● **Task to carry out**:
Could you edit all of the items below, replacing "supply" with "return" wherever it occurs and keeping every other word unchanged?

────

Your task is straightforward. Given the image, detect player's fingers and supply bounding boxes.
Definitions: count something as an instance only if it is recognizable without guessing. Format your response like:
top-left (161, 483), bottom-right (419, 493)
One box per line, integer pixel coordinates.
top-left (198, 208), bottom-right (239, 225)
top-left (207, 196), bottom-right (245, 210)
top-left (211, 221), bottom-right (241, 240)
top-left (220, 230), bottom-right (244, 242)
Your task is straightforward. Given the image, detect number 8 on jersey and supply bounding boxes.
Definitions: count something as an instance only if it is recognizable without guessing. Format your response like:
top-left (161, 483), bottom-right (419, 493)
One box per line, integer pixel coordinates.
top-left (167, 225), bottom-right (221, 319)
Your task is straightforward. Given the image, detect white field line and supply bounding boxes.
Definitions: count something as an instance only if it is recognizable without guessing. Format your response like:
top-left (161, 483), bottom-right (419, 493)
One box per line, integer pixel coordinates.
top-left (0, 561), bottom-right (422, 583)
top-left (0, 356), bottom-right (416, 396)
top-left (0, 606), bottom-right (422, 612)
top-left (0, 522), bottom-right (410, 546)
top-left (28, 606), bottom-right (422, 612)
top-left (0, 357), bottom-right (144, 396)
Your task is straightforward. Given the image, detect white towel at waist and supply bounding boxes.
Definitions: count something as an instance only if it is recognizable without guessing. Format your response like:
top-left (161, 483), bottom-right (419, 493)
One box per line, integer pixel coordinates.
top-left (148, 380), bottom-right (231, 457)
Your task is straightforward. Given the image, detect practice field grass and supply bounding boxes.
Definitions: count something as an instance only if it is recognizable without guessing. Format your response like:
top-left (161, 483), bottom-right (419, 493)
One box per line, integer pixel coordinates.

────

● **Finished answer**:
Your task is straightforward. Given the image, detect player's fingers and return bounding boxes.
Definitions: count something as an instance only if it is recognizable without guessing. Format your response like:
top-left (161, 483), bottom-right (419, 493)
One box per line, integer pixel coordinates.
top-left (198, 208), bottom-right (239, 225)
top-left (207, 196), bottom-right (245, 210)
top-left (211, 221), bottom-right (241, 240)
top-left (220, 230), bottom-right (244, 242)
Your task is straightforward. Given the image, detect number 8 on jersey and return bounding boxes.
Definitions: count something as an instance only if it is recognizable without guessing. Format your response like:
top-left (161, 483), bottom-right (419, 493)
One box per line, integer pixel coordinates.
top-left (167, 225), bottom-right (221, 319)
Your task is straightforward. Given the image, detect white field line and return bounding boxes.
Definitions: count something as an instance only if it is recognizable without guessing. Format your response like:
top-left (161, 483), bottom-right (419, 493)
One box per line, integer pixel coordinates.
top-left (0, 561), bottom-right (422, 583)
top-left (0, 356), bottom-right (416, 396)
top-left (0, 606), bottom-right (422, 612)
top-left (0, 522), bottom-right (410, 546)
top-left (28, 606), bottom-right (422, 612)
top-left (0, 357), bottom-right (144, 396)
Your task is straightforward. Given the image, detect white towel at waist and return bounding boxes.
Definitions: count something as an instance only if it is recognizable without guessing. Format your response like:
top-left (161, 483), bottom-right (419, 493)
One box per line, integer pixel coordinates.
top-left (148, 380), bottom-right (231, 457)
Your task is straightforward. Given the image, detect practice field grass and return bounding boxes.
Definitions: count something as an instance only if it is recognizable without guessing. Format your response like:
top-left (161, 483), bottom-right (419, 493)
One box per line, integer pixel coordinates.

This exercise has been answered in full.